■ **Information supplied**:
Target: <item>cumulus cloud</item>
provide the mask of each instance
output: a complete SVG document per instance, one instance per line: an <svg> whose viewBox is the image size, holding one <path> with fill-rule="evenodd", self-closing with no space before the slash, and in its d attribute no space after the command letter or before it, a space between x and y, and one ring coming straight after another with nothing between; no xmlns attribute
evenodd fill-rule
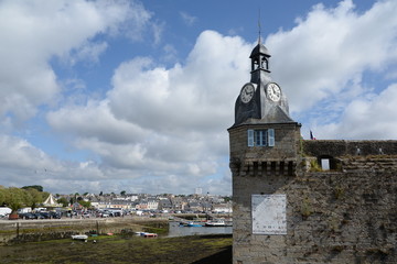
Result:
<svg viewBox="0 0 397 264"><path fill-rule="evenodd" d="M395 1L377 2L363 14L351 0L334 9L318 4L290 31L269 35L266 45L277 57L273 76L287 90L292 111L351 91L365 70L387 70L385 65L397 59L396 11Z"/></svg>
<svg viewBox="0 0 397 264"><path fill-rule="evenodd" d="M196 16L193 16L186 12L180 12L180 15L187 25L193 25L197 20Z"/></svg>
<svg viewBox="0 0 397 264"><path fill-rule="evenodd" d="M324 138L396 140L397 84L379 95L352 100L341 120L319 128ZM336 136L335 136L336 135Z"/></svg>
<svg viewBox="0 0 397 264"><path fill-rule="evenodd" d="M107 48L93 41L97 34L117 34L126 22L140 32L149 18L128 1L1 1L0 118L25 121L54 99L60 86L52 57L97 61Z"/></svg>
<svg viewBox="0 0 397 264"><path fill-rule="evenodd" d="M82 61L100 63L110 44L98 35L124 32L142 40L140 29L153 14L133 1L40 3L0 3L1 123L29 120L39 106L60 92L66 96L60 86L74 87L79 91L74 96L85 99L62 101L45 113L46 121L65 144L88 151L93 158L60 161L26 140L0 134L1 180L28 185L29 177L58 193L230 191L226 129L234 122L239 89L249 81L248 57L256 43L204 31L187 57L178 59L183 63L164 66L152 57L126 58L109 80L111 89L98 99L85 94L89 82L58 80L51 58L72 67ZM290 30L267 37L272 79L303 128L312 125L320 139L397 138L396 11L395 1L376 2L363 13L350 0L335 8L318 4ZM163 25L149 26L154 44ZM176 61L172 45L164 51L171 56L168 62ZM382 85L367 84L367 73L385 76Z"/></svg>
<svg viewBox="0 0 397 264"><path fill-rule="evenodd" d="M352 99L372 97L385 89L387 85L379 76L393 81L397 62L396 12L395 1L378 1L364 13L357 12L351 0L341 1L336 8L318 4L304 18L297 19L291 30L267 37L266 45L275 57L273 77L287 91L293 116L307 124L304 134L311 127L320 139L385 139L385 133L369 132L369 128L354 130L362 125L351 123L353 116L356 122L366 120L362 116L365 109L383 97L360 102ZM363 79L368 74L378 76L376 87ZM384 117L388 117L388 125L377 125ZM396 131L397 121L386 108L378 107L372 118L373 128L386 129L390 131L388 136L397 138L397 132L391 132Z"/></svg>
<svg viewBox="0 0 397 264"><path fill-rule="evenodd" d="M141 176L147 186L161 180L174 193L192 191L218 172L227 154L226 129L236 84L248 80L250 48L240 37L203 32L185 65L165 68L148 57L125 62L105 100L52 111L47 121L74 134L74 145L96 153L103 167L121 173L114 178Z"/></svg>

* * *

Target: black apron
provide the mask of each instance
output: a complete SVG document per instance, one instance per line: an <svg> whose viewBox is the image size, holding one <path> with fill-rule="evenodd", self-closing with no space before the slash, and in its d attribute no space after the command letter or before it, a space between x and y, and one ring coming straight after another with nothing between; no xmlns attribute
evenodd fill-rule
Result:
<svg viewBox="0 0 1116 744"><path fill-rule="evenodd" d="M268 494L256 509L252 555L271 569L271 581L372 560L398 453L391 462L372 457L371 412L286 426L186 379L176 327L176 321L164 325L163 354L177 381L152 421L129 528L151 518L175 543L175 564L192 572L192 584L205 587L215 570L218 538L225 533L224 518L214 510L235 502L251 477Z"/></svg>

■ **Problem description**: Reproduce verbatim the lines of the entries starting at the line containing "Target: black apron" and ending at the line containing "494L256 509L252 555L271", with both of those lines included.

■ **Written answer**:
Target: black apron
provide the mask of each instance
output: a complete SVG document per instance, one instance per line: an <svg> whose viewBox is the image size, holding one <path> with fill-rule="evenodd", self-closing with no space before the slash, and in its d attribute no space after the command letter or before it, a space between x and y, and one ring coming straight after another with nothing between; no xmlns attribute
evenodd fill-rule
Result:
<svg viewBox="0 0 1116 744"><path fill-rule="evenodd" d="M268 494L256 509L252 555L271 569L271 581L372 560L398 453L391 462L372 457L371 412L286 426L186 379L176 327L176 321L164 325L163 354L177 381L152 421L129 528L151 518L175 543L175 564L192 572L192 584L205 587L215 570L218 538L225 533L224 518L214 510L235 502L251 477Z"/></svg>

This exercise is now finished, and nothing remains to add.